Document extract:
------------------------------------------------------------------------
Elder Abuse: Are Granny Cams a Solution, a Compliance Burden, or Both?

By JOSEPH J. LAZZAROTTI, The National Law Review.

Monday, November 20, 2017

In Minnesota, 97% of the 25,226 allegations of elder abuse (neglect, physical abuse, unexplained serious injuries and thefts) in state-licensed senior facilities in 2016 were never investigated. This prompted Minnesota Governor, Mark Dayton, to announce plans last week to form a task force to find out why. As one might expect, Minnesota is not alone. A studypublished in 2011 found that an estimated 260,000 (1 in 13) older adults in New York had been victims of one form of abuse or another during a 12-month period between 2008 and 2009, with “a dramatic gap” between elder abuse events reported and the number of cases referred to formal elder abuse services. Clearly, states are struggling to protect a vulnerable and growing group of residents from abuse. Technologies such as hidden cameras may help to address the problem, but their use raises privacy, security, compliance, and other concerns.

With governmental agencies apparently lacking the resources to identify, investigate, and respond to mounting cases of elder abuse in the long-term care services industry, and the number of persons in need of long-term care services on the rise, this problem is likely to get worse before it gets better. According to a 2016 CDC report concerning users of long-term care services, more than 9 million people in the United States receive regulated long-term care services. These numbers are only expected to increase. The Family Caregiver Alliance reports that

by 2050, the number of individuals using paid long-term care services in any setting (e.g., at home, residential care such as assisted living, or skilled nursing facilities) will likely double from the 13 million using services in 2000, to 27 million people.

However, technologies such as hidden cameras are making it easier for families and others to step in and help protect their loved ones. In fact, some states are implementing measures to leverage these technologies to help address the problem of elder abuse. For example, New Jersey’s Attorney General recently expanded the “Safe Care Cam” program which lends cameras and memory cards to Garden State residents who suspect their loved ones may be victims of abuse by an in-home caregiver.

Common known as “granny cams,” these easy-to-hide devices which can record video and sometimes audio are being strategically placed in nursing homes, long-term care, and residential care facilities. For example, the “Charge Cam” (pictured above) is designed to look like and actually function as a plug used to charge smartphone devices. Once plugged in, it is able to record eight hours of video and sound. For a nursing home resident’s family concerned about the treatment of the resident, use of a “Charge Cam” or similar device could be a very helpful way of getting answers to their suspicions of abuse. However, for the unsuspecting nursing home or other residential or long-term care facility, as well as for the well-meaning family members, the use of these devices can pose a number of issues and potential risks. Here are just some questions that should be considered:

  • Is there a state law that specifically addresses “granny cams”? Note that at least five states (Illinois, New Mexico, Oklahoma, Texas, and Washington) have laws specifically addressing the use of cameras in this context. In Illinois, for example, the resident and the resident’s roommate must consent to the camera, and notice must be posted outside the resident’s room to alert those entering the room about the recording.
------------------------------------------------------------------------
Given data:
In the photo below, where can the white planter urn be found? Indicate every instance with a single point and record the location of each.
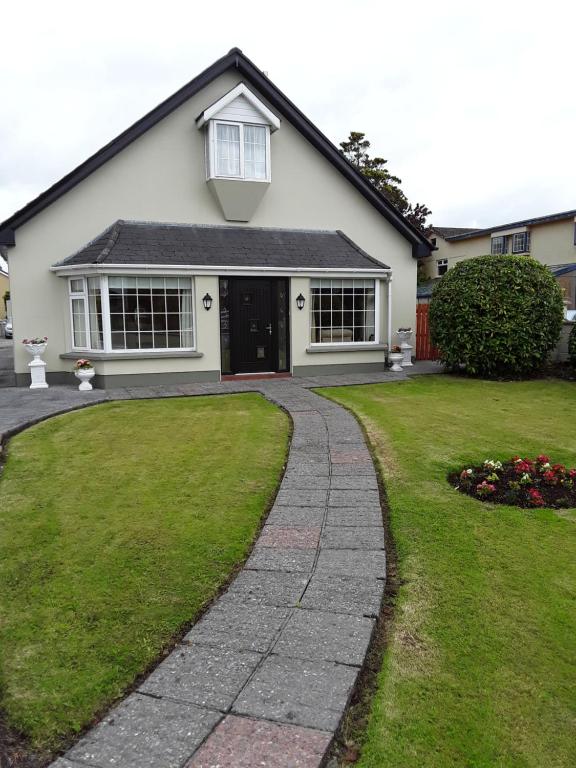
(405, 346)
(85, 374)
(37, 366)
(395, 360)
------------------------------------------------------------------------
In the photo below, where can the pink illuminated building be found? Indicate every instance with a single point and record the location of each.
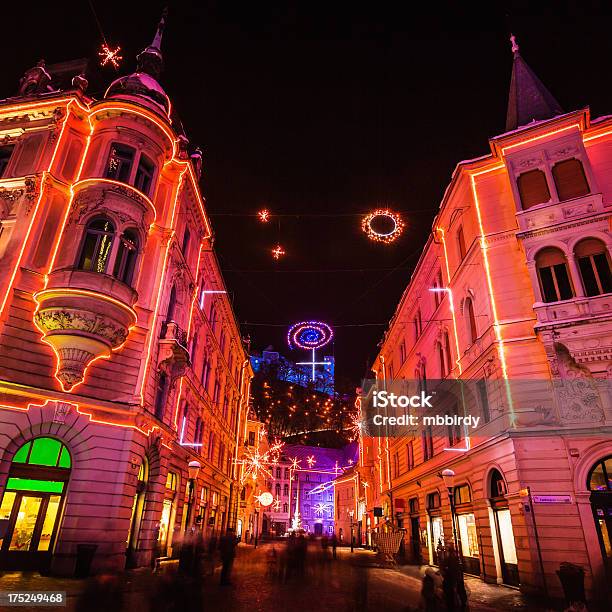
------------------------------------------------------------------------
Exercise task 1:
Could you set down the part of the granny cams article starting with "by 2050, the" and going on through "27 million people."?
Exercise task 2:
Which lines of the listing contain the word "point"? Return each of them.

Complete answer 1:
by 2050, the number of individuals using paid long-term care services in any setting (e.g., at home, residential care such as assisted living, or skilled nursing facilities) will likely double from the 13 million using services in 2000, to 27 million people.

Complete answer 2:
In the photo below, where can the white planter urn be found? Indicate every instance with a single point and record the location of each.
In the photo below, where can the pink illuminated building be found? Indicate every instance with a single point and record the location of each.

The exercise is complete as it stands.